JOB ::
Answer these questions using the excerpt on workplace frustration.
(a) What does the speaker say was experienced instead of burnout?
(b) For how many minutes does the speaker mention walking outside to reset?
(c) What does the speaker expect would result from doing this every day?

EXCERPTED TEXT ::
Kelsey: I didn't experience burnout. I experienced being frustrated because I was working with people that were just sucking my energy. I would get off a meeting with somebody that I'd really enjoy, and then I'd go into one where I'm like, oh, I've got to do this. And I'd notice that—I was very aware of it. I was like, I'm frustrated, this person just sucked my soul. I'd go into the next meeting, and I wouldn't want to do that to them.
I always had to prep myself to be like, okay, reset. That was that client, that's fine. I'm grateful I have that relationship. Let's just learn from it. Now I'm getting ready for the next one. Let me go walk outside for 10 minutes, reset my brain, listen to some music, whatever it is. I had to take care of myself to show up better for the next person. That's when I was like, this is not sustainable. If I'm doing this every day, I'm going to get burnt out.

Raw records
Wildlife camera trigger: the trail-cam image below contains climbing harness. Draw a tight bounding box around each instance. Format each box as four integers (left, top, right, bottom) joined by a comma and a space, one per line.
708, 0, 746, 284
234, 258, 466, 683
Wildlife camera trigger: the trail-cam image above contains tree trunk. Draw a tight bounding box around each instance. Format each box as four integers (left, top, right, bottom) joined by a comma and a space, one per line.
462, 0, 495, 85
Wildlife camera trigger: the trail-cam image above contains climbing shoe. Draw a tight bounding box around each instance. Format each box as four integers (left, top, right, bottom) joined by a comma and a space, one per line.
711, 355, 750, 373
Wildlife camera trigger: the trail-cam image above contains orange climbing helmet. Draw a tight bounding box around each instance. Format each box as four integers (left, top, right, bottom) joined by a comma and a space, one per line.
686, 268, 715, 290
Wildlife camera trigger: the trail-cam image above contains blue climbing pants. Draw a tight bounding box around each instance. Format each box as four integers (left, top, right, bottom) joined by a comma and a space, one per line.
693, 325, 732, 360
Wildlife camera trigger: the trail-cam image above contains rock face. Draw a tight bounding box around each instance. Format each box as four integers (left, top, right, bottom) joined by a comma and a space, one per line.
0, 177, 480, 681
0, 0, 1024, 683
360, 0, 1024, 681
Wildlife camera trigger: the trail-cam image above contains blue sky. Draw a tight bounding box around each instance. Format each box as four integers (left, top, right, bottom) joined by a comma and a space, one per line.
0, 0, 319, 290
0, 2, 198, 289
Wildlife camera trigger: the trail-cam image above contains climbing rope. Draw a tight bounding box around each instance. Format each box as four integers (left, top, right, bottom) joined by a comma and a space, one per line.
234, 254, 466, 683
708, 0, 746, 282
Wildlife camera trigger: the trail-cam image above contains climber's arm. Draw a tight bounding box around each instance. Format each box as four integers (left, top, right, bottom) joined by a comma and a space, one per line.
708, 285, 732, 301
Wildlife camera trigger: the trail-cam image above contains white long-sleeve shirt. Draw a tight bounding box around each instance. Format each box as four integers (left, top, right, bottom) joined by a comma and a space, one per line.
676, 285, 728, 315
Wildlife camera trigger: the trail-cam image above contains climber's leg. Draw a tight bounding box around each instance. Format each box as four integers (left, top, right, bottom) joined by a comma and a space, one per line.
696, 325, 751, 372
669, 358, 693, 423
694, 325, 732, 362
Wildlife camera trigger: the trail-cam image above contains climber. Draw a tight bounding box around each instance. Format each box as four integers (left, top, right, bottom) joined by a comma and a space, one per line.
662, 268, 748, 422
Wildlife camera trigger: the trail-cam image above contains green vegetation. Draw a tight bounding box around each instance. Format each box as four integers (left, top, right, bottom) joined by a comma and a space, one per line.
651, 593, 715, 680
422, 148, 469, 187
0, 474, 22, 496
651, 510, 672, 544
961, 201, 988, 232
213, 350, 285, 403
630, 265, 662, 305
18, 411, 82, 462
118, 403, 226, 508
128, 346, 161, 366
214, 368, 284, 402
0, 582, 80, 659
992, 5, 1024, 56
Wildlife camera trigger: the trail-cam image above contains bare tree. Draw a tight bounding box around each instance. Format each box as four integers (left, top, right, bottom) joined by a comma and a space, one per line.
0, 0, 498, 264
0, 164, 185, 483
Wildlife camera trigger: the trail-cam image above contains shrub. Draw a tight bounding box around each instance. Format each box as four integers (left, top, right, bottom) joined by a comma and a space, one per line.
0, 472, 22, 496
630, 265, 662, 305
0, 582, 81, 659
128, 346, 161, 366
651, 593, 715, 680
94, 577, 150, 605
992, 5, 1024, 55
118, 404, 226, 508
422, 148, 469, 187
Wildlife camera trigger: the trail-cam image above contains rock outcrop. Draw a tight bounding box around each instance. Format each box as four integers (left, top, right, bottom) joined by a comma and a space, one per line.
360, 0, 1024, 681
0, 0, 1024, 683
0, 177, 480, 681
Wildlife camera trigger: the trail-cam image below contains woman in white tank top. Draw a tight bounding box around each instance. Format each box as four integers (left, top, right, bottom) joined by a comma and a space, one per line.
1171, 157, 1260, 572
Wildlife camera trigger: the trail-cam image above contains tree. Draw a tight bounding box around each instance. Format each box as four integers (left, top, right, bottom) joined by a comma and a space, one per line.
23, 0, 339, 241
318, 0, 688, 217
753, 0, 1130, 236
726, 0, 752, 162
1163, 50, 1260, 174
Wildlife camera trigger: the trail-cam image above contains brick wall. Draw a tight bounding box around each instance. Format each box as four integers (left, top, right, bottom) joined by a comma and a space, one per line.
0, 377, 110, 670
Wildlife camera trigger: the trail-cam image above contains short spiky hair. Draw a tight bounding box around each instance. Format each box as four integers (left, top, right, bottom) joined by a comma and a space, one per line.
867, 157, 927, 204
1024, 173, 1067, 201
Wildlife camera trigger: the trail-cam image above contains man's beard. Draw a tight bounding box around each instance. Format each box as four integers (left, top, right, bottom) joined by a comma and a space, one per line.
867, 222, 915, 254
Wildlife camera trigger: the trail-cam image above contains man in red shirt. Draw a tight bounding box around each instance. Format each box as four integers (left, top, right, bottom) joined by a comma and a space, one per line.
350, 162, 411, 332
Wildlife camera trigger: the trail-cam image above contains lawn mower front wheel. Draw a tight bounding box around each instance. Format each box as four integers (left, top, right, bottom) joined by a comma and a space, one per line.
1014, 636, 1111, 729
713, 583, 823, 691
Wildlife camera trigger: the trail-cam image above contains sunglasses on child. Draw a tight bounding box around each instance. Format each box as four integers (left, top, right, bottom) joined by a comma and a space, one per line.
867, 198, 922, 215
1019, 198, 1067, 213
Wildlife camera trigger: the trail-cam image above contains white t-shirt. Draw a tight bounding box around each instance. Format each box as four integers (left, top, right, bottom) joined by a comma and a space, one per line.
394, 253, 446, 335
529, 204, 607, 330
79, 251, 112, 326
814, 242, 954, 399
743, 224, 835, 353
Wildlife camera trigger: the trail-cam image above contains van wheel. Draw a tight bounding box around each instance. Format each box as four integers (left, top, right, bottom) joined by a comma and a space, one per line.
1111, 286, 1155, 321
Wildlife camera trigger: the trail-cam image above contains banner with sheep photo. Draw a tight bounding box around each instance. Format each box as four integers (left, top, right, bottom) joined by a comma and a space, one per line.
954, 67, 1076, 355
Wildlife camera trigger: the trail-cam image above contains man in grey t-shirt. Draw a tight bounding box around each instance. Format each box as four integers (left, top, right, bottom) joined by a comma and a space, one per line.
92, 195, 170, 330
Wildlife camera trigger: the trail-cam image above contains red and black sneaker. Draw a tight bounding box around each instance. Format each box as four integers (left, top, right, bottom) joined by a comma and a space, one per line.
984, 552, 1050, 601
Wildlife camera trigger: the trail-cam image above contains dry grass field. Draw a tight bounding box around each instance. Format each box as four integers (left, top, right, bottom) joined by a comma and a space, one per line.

OUTPUT OF THE EXERCISE ::
(a) Frustration from working with people who were sucking the speaker's energy.
(b) 10 minutes.
(c) Getting burnt out.